• CHALLENGE 1: Please pull out every line of the listing that contains the string "long".

• EXCERPT TO READ:
>> Start

Building security by design - a discussion of VMware App Defense

Kurt Marko Profile picture for user kmarko September 14, 2017
Summary:
Recent hacking scandals point up the need for security by design. Here is one approach that looks promising

Ransomeware Security
A truism about both personal and national defense is that cooperation and partnership provide more security than isolation and seclusion, yet for the longest time, just the opposite has been true when it comes to application and software security.

One of the early fears about virtual machines was that their reliance on shared server and hypervisor left virtualized applications vulnerable to attack from rogue VMs on the same system, particularly ones that might breach the security layer of the hypervisor itself.

Experience has shown that these worries were overblown as well-designed VM deployments have proven just as secure (or insecure, depending on the implementation) as their bare metal counterparts. Ironically, VMware, arguably the trend setter in VMs over the last decade, has been pursuing methods that make virtualized infrastructure and applications more secure than discrete systems. Most recently it offers that security through the AppDefense product recently announced at VMworld U.S.

>> End

• PROVIDED DATA:

>> Start

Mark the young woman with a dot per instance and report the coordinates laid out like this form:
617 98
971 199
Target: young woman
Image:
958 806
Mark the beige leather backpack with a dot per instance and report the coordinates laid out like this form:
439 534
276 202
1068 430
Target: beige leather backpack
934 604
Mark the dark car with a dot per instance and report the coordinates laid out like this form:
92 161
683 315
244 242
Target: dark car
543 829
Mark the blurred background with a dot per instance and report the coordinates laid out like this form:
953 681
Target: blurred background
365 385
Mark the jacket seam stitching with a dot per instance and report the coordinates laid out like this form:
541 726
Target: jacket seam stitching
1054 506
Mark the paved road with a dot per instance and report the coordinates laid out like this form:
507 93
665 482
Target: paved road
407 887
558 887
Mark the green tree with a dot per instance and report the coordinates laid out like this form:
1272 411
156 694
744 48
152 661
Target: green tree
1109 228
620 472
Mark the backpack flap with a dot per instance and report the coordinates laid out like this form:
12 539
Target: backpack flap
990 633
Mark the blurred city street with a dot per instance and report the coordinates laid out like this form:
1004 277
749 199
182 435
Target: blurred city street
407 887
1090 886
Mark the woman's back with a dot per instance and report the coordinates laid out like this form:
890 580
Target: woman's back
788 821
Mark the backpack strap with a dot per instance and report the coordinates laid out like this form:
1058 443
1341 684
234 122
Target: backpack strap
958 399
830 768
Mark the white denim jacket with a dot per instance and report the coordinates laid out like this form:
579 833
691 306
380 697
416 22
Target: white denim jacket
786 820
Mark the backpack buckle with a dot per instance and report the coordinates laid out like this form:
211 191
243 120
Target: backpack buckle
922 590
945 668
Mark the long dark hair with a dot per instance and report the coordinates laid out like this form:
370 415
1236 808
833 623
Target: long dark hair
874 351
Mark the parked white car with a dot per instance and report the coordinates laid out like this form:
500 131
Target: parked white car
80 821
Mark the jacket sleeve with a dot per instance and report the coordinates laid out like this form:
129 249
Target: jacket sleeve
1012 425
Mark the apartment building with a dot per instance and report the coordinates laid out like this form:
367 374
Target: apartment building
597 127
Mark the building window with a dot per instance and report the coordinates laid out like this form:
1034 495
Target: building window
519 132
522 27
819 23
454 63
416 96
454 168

>> End

• CHALLENGE 2: According to the article, where was the AppDefense product announced?

• TASK RESPONSE 1:
Mark the long dark hair with a dot per instance and report the coordinates laid out like this form:
Target: long dark hair

• TASK RESPONSE 2: At VMworld U.S.